* _Given instruction_
Convert the records below into a JSON list of strings, with one string for each line and no strings for blank lines.

* _Records supplied_
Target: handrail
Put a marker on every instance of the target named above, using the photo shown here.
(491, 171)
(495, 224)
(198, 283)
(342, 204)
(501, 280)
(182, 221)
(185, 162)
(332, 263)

* _Exercise response_
[
  "Target: handrail",
  "Put a marker on every instance of the target named above, using the photo shown here.",
  "(491, 171)",
  "(495, 224)",
  "(198, 283)",
  "(342, 204)",
  "(501, 280)",
  "(182, 221)",
  "(185, 162)",
  "(332, 263)"
]